INPUT FOR THIS TASK:
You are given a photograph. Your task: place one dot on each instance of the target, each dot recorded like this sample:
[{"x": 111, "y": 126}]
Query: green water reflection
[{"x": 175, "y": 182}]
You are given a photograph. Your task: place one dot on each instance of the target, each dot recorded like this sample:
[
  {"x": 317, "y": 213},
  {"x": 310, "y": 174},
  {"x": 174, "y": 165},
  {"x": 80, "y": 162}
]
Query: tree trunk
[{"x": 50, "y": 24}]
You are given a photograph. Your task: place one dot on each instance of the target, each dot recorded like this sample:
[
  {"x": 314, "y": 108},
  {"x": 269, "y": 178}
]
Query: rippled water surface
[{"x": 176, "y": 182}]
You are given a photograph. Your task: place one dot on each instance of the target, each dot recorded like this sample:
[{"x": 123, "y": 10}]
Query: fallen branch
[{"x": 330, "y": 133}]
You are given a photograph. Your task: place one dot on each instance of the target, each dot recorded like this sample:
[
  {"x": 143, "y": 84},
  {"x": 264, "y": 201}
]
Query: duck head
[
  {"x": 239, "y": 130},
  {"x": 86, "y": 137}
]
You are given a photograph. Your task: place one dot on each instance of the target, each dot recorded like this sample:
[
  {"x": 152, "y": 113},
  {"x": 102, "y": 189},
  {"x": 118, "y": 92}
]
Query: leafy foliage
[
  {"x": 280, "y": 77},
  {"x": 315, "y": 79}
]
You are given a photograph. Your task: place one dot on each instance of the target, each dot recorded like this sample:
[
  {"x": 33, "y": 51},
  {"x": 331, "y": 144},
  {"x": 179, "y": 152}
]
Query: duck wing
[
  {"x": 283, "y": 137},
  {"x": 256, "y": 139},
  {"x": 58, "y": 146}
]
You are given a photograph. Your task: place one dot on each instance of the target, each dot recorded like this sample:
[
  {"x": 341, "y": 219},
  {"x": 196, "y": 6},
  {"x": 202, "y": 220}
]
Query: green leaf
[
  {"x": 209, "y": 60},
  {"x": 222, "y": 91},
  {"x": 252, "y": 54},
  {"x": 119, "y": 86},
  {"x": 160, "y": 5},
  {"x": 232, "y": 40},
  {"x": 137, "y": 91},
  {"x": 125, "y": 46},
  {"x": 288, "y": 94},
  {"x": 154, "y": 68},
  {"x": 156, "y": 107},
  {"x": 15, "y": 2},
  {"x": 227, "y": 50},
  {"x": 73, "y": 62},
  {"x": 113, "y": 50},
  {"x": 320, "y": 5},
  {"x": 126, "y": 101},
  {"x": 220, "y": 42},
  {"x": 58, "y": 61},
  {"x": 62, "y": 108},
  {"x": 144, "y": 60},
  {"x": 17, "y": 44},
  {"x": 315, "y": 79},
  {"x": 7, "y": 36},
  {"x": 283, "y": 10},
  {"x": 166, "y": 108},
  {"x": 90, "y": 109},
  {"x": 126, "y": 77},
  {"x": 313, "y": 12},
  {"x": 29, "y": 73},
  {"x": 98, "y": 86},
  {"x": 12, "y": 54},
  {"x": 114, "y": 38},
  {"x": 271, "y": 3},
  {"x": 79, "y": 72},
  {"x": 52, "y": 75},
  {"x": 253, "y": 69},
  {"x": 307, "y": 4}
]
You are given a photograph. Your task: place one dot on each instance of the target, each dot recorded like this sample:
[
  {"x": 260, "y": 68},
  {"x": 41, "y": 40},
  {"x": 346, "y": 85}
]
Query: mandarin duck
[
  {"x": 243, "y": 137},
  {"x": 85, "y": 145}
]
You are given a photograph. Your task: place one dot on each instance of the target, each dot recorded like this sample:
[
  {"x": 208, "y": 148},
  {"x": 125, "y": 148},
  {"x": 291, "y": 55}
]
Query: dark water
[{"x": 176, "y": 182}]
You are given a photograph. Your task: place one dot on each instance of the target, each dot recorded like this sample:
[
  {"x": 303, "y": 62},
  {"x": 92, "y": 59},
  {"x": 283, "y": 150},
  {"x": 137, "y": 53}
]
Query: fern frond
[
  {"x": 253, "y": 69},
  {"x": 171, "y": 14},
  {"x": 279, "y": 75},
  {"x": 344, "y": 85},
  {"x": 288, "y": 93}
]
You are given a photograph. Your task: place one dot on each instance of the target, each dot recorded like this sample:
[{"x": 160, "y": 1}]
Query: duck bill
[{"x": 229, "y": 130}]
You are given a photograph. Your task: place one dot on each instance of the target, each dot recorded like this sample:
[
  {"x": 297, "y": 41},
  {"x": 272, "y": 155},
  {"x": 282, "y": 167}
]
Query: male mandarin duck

TASK TO CARRY OUT: Give back the entries above precisely as they appear.

ANSWER BOX:
You are given a photograph. Your task: place one dot on each instance of the target, each dot recorded like this sample:
[{"x": 111, "y": 126}]
Query: green water reflection
[{"x": 175, "y": 182}]
You are given a photograph. Your task: place one dot on each instance of the target, each dot recorded like this sample:
[
  {"x": 317, "y": 213},
  {"x": 310, "y": 174},
  {"x": 174, "y": 165},
  {"x": 80, "y": 162}
]
Query: tree trunk
[{"x": 50, "y": 24}]
You are given a photograph. Your task: place one dot on each instance of the target, each dot recorded like this sample:
[
  {"x": 314, "y": 108},
  {"x": 269, "y": 178}
]
Query: rippled water surface
[{"x": 176, "y": 182}]
You are given a photograph. Your task: place one dot on each instance of the target, each dot recorded like this sample:
[{"x": 123, "y": 10}]
Query: fallen branch
[{"x": 330, "y": 133}]
You are given a photograph. Your task: place one dot on each instance of the target, each dot recorded like this sample:
[
  {"x": 143, "y": 84},
  {"x": 264, "y": 201}
]
Query: duck head
[
  {"x": 239, "y": 130},
  {"x": 86, "y": 137}
]
You are given a photograph. Your task: place one dot on each instance of the target, each dot recorded like this sample:
[
  {"x": 152, "y": 113},
  {"x": 102, "y": 189},
  {"x": 118, "y": 92}
]
Query: leafy foliage
[
  {"x": 280, "y": 77},
  {"x": 315, "y": 79}
]
You are given a photograph. Your task: place one dot on each instance of the target, each dot recorded like this sample:
[
  {"x": 33, "y": 51},
  {"x": 331, "y": 144},
  {"x": 179, "y": 152}
]
Query: duck wing
[
  {"x": 283, "y": 137},
  {"x": 256, "y": 139},
  {"x": 58, "y": 146}
]
You are given a photograph. Your task: place one dot on each instance of the target, each dot recorded like this sample:
[
  {"x": 341, "y": 219},
  {"x": 196, "y": 6},
  {"x": 202, "y": 220}
]
Query: green leaf
[
  {"x": 209, "y": 60},
  {"x": 222, "y": 91},
  {"x": 252, "y": 54},
  {"x": 119, "y": 86},
  {"x": 160, "y": 5},
  {"x": 232, "y": 40},
  {"x": 137, "y": 91},
  {"x": 125, "y": 46},
  {"x": 288, "y": 94},
  {"x": 154, "y": 68},
  {"x": 156, "y": 107},
  {"x": 15, "y": 2},
  {"x": 227, "y": 50},
  {"x": 73, "y": 62},
  {"x": 113, "y": 50},
  {"x": 320, "y": 5},
  {"x": 126, "y": 101},
  {"x": 220, "y": 42},
  {"x": 58, "y": 61},
  {"x": 62, "y": 108},
  {"x": 144, "y": 60},
  {"x": 17, "y": 44},
  {"x": 315, "y": 79},
  {"x": 7, "y": 36},
  {"x": 283, "y": 10},
  {"x": 166, "y": 108},
  {"x": 90, "y": 109},
  {"x": 126, "y": 77},
  {"x": 313, "y": 12},
  {"x": 29, "y": 73},
  {"x": 98, "y": 86},
  {"x": 12, "y": 54},
  {"x": 114, "y": 38},
  {"x": 271, "y": 3},
  {"x": 79, "y": 72},
  {"x": 52, "y": 75},
  {"x": 253, "y": 69},
  {"x": 307, "y": 4}
]
You are given a photograph. Your task: place one dot on each instance of the target, each dot recorded like this sample:
[
  {"x": 260, "y": 68},
  {"x": 41, "y": 40},
  {"x": 346, "y": 85}
]
Query: mandarin duck
[
  {"x": 243, "y": 137},
  {"x": 85, "y": 145}
]
You are given a photograph. Your task: place one dot on each instance of the target, each dot recorded like this sample:
[
  {"x": 208, "y": 148},
  {"x": 125, "y": 148},
  {"x": 291, "y": 55}
]
Query: dark water
[{"x": 176, "y": 182}]
You are given a photograph. Your task: place one dot on each instance of the target, each dot recorded like this sample:
[
  {"x": 303, "y": 62},
  {"x": 92, "y": 59},
  {"x": 283, "y": 150},
  {"x": 137, "y": 53}
]
Query: fern frond
[
  {"x": 253, "y": 69},
  {"x": 171, "y": 14},
  {"x": 279, "y": 75},
  {"x": 344, "y": 85},
  {"x": 288, "y": 93}
]
You are given a photograph. Your task: place one dot on each instance of the target, each dot recorded like this sample:
[{"x": 160, "y": 1}]
Query: duck bill
[{"x": 229, "y": 130}]
You are given a photograph. Your task: place one dot on each instance of the target, each dot recorded like this sample:
[
  {"x": 297, "y": 41},
  {"x": 272, "y": 155},
  {"x": 282, "y": 167}
]
Query: male mandarin duck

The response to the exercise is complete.